• Required task 1
According to the text on old family photographs, who could usually afford professional studio portraits in the early years of photography?
• Required task 2
Count the lines of the rows that contain the string "grain", with case counting, and give only the number.

• Selection
====

How would you know if some of those old photos from your great-grandparents and grandparents time were valuable or not? Would State Libraries be interested in them?

One of the problems facing anyone trying to get data on a photograph is to identify people in a photograph, or the location and date it was taken.

If you’re lucky the photographer or someone who was given the photograph would have written on the back the details of who is in the image and when or where it was taken.

Many photographs from the early era of photography were studio portraits. Photographs were reasonably expensive in those early years, so it was usually the well-to-do who could afford to have professional studio portraits taken.

Below is an example of an early studio photograph; my guess is from about World War 1 era. No information has been written on the back, so we don’t know who he was, where he lived, or any other details. A military historian could possibly supply details of the regiment he belonged to. The photo is one in an early photo album – see second image. These albums were well illustrated with thick gold-leaf chamfered-edge pages where the photographs were inserted into cut-away sections.

====

• Object location annotation data
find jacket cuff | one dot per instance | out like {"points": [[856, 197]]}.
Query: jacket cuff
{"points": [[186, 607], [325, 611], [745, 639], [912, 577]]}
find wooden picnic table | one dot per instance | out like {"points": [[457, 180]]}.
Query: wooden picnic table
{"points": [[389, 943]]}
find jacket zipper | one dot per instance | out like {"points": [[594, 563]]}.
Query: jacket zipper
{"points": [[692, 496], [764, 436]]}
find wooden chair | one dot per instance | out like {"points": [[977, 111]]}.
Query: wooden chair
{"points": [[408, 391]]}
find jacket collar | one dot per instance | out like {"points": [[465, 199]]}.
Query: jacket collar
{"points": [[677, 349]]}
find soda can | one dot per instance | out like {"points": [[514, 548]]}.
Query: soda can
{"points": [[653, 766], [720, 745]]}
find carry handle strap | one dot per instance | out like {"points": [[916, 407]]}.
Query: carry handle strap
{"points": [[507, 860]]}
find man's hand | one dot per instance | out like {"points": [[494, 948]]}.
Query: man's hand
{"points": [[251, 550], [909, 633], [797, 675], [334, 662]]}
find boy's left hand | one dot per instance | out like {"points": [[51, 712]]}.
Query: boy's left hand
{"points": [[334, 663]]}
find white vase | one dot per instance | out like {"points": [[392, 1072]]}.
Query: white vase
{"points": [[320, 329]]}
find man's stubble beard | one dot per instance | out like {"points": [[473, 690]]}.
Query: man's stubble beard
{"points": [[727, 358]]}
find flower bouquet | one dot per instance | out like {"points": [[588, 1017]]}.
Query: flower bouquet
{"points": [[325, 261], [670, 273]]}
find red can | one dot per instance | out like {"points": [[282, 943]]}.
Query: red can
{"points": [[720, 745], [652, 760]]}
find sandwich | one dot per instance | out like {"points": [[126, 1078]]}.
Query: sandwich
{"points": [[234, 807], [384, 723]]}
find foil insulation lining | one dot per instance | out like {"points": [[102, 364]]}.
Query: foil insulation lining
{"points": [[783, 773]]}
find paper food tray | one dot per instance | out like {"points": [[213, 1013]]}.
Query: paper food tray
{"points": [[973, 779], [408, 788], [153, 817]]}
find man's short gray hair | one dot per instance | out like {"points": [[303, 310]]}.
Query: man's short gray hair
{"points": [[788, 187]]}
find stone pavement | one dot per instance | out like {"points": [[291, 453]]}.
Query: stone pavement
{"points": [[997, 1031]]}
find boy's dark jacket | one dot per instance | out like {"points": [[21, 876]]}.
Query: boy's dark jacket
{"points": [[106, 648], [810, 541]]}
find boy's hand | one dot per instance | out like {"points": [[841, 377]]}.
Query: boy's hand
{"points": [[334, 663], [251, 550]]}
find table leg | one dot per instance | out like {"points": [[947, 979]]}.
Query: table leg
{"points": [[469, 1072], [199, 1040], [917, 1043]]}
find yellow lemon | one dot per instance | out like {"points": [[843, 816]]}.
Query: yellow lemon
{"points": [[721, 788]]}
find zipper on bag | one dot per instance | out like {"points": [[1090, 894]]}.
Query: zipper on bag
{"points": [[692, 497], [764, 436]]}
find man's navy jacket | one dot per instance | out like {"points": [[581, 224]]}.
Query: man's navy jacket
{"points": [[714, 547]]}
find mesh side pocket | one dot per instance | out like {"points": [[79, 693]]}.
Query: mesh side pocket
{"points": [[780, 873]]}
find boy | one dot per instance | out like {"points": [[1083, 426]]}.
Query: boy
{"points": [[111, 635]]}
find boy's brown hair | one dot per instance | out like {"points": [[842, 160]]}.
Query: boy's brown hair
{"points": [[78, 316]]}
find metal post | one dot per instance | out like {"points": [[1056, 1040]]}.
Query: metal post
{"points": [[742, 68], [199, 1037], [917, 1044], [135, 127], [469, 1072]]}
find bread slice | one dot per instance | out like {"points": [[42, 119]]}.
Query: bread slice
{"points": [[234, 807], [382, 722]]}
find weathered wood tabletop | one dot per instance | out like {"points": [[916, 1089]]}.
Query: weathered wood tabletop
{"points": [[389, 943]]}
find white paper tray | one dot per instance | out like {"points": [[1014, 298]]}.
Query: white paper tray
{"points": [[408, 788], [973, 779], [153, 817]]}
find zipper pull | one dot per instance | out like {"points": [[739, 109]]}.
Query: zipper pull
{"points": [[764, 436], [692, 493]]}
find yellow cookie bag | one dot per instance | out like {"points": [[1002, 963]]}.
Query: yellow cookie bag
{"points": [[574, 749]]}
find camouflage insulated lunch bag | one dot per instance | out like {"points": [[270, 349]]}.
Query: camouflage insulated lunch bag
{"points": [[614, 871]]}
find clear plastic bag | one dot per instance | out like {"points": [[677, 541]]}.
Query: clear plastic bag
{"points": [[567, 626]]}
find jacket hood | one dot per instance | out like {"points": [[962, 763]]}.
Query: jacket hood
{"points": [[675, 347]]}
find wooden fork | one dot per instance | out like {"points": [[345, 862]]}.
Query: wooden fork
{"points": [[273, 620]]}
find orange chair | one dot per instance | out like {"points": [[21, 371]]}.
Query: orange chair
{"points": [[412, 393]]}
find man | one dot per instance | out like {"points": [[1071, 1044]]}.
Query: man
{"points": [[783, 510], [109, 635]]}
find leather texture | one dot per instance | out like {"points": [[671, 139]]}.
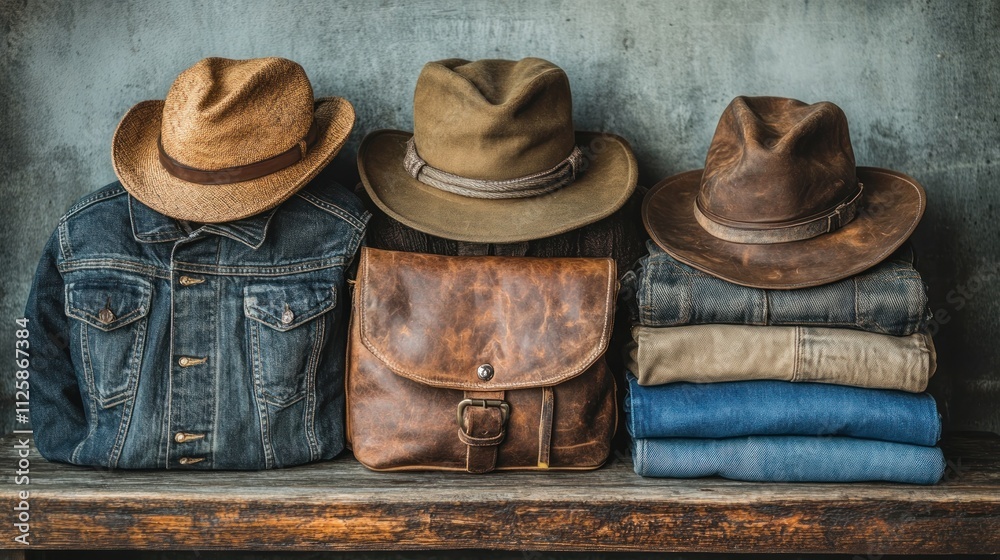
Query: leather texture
{"points": [[424, 324], [780, 203]]}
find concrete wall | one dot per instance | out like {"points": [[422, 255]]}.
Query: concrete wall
{"points": [[917, 79]]}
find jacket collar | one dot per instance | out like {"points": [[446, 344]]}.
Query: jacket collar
{"points": [[149, 226]]}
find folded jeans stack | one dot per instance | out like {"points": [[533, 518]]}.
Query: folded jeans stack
{"points": [[815, 384]]}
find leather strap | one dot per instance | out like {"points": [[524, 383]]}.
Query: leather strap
{"points": [[543, 182], [484, 432], [545, 427], [239, 173], [746, 232]]}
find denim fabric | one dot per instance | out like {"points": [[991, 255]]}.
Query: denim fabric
{"points": [[161, 344], [747, 408], [888, 299], [789, 459], [712, 353]]}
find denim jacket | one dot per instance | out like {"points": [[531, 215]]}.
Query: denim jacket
{"points": [[889, 298], [155, 345]]}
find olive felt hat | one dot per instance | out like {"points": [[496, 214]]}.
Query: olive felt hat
{"points": [[494, 158], [232, 138], [780, 203]]}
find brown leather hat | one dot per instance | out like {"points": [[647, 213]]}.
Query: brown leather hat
{"points": [[780, 203], [233, 138], [494, 158]]}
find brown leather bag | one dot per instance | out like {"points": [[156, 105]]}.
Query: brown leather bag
{"points": [[480, 363]]}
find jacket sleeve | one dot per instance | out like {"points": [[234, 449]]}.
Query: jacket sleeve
{"points": [[56, 407]]}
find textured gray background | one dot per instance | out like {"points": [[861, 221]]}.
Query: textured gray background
{"points": [[917, 79]]}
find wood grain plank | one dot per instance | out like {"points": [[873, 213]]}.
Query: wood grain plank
{"points": [[339, 505]]}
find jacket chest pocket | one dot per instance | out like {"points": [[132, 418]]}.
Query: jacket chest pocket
{"points": [[286, 327], [110, 319]]}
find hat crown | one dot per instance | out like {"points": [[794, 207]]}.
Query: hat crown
{"points": [[223, 113], [777, 161], [493, 119]]}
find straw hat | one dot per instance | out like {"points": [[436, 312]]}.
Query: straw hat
{"points": [[494, 158], [780, 203], [233, 138]]}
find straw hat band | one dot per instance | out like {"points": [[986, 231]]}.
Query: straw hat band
{"points": [[535, 184], [239, 173], [747, 232]]}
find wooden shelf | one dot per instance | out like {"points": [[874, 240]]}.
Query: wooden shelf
{"points": [[339, 505]]}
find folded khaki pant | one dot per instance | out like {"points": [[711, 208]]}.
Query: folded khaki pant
{"points": [[711, 353]]}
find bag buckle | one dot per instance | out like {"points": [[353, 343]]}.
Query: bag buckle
{"points": [[504, 407]]}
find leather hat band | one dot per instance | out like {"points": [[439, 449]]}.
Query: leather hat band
{"points": [[745, 232], [543, 182], [239, 173]]}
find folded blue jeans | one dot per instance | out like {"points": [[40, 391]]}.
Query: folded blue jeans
{"points": [[889, 298], [789, 459], [778, 408]]}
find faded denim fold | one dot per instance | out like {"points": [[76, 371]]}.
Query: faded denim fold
{"points": [[788, 459], [714, 353], [777, 408], [890, 298]]}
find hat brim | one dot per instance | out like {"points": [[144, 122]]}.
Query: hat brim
{"points": [[135, 157], [608, 181], [893, 205]]}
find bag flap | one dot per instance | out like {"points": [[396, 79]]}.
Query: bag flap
{"points": [[436, 319]]}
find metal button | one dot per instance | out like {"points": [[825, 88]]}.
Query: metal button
{"points": [[287, 317], [187, 361], [106, 316]]}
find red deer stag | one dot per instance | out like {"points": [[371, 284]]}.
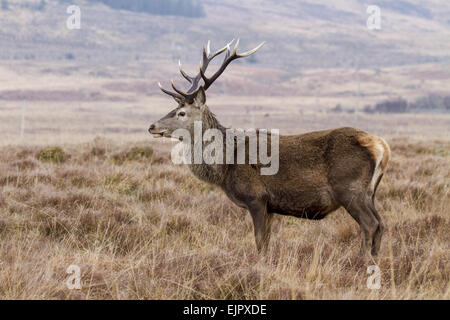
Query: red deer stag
{"points": [[318, 171]]}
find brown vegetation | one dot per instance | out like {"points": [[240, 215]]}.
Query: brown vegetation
{"points": [[143, 228]]}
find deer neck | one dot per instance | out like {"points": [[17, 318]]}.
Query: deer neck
{"points": [[212, 173]]}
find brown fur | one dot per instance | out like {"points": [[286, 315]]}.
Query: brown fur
{"points": [[318, 173]]}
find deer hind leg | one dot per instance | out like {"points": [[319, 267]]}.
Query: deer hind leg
{"points": [[357, 207], [376, 240], [262, 221]]}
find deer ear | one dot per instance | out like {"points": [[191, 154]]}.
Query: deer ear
{"points": [[200, 97]]}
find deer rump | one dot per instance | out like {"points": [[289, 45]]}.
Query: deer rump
{"points": [[318, 173]]}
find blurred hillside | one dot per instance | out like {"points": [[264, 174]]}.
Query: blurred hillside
{"points": [[299, 34]]}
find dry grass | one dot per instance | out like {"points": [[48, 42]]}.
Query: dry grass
{"points": [[140, 227]]}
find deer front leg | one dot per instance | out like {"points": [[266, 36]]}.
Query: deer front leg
{"points": [[262, 221]]}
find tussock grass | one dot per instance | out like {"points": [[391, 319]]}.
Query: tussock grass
{"points": [[140, 227]]}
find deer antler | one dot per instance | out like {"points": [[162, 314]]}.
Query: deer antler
{"points": [[207, 58]]}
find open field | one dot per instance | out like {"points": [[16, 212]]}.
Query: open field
{"points": [[140, 227]]}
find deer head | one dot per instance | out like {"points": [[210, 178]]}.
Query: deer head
{"points": [[191, 104]]}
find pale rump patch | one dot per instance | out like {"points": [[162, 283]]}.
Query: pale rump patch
{"points": [[381, 153]]}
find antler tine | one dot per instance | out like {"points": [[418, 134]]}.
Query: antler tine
{"points": [[206, 59], [228, 58], [184, 74], [250, 52], [184, 94]]}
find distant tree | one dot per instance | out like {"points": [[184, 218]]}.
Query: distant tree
{"points": [[187, 8], [41, 5], [5, 5], [69, 56]]}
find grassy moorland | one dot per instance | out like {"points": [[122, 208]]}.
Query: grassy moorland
{"points": [[140, 227]]}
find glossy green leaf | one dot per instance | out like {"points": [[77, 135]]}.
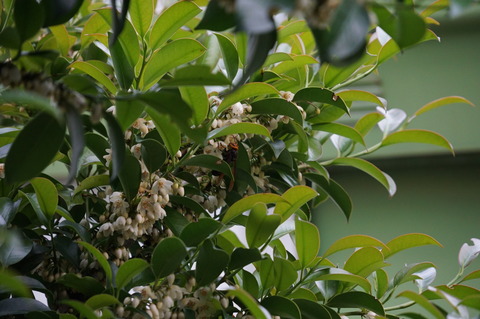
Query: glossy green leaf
{"points": [[260, 225], [307, 241], [370, 169], [101, 300], [167, 256], [211, 162], [229, 54], [40, 138], [242, 257], [340, 129], [314, 310], [246, 91], [20, 306], [13, 247], [47, 195], [154, 154], [196, 232], [281, 306], [423, 302], [250, 303], [141, 13], [29, 16], [196, 75], [31, 99], [124, 71], [284, 273], [367, 122], [170, 21], [357, 299], [100, 258], [240, 128], [417, 136], [277, 106], [321, 95], [348, 278], [130, 176], [196, 97], [365, 261], [407, 241], [334, 190], [170, 56], [169, 132], [95, 73], [354, 241], [441, 102], [211, 263], [247, 203]]}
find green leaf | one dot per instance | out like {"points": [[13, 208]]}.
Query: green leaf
{"points": [[312, 310], [370, 169], [100, 301], [357, 299], [211, 263], [124, 71], [100, 258], [284, 273], [20, 306], [277, 106], [167, 256], [417, 136], [14, 246], [307, 241], [92, 182], [40, 138], [354, 241], [242, 257], [340, 129], [365, 261], [247, 203], [170, 21], [321, 95], [240, 128], [334, 190], [196, 232], [170, 56], [260, 225], [196, 75], [128, 270], [169, 132], [441, 102], [141, 13], [281, 306], [408, 241], [230, 55], [95, 73], [47, 195], [423, 302], [250, 303], [29, 16], [31, 99], [246, 91]]}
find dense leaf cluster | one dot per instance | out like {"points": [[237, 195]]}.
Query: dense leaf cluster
{"points": [[194, 137]]}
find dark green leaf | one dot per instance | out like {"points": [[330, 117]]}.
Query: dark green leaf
{"points": [[167, 256], [357, 299], [40, 138], [20, 306], [281, 306], [242, 257], [196, 232], [211, 263], [29, 17]]}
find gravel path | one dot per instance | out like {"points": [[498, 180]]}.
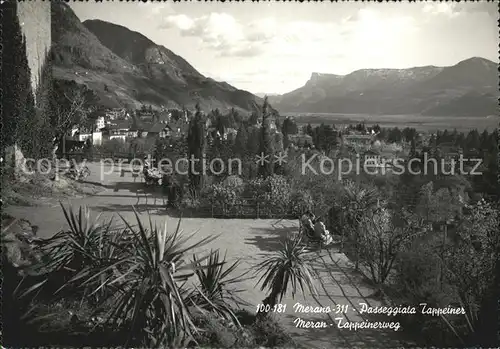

====

• Complete response 1
The well-to-do.

• Complete response 2
2